= WHAT YOU ARE ASKED TO DO =
Beneath this task are records; print exactly the stretch of them from the line with "Target: river bank" through the line with "Target: wispy cloud", both ends included.

[Stored records]
☆ ☆ ☆ ☆ ☆ ☆ ☆

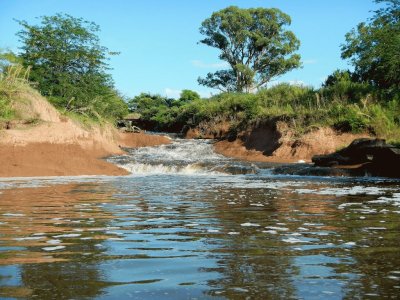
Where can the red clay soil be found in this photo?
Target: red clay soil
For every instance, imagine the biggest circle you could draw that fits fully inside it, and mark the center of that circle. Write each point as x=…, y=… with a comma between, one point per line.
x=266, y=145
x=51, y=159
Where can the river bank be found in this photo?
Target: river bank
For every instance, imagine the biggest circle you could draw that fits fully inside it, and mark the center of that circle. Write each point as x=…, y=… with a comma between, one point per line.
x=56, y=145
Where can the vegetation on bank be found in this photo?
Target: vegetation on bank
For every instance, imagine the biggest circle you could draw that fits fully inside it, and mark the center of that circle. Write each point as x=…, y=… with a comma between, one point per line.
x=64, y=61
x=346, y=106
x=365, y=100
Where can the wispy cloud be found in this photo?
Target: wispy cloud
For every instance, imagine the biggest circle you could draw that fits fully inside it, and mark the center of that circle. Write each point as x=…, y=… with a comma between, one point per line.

☆ ☆ ☆ ☆ ☆ ☆ ☆

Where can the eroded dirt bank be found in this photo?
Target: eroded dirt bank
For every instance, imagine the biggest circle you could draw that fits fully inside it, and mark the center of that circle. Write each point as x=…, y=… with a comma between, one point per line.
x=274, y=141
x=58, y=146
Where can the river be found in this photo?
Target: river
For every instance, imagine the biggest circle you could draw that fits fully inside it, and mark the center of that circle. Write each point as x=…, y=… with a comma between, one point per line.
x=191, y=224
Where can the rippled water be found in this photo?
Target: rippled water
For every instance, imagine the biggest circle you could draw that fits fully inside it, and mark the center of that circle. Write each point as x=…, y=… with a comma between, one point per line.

☆ ☆ ☆ ☆ ☆ ☆ ☆

= ANSWER SPACE =
Target: river bank
For every instance, imagine the biggest circle you could draw that fits fully inside it, and mark the center of that circle. Write each point as x=…, y=… with a comma between, one point per line.
x=56, y=145
Where can the vegetation on bank be found in this photo?
Target: vegetation on bank
For every instance, imagine the biggest circle you could draw that fits fully inside it, and mark the center of that circle. Write each point as x=…, y=… with a comma between, one point per line.
x=64, y=61
x=346, y=106
x=365, y=100
Where can the wispy cloud be found in this photo?
Target: wispy cloud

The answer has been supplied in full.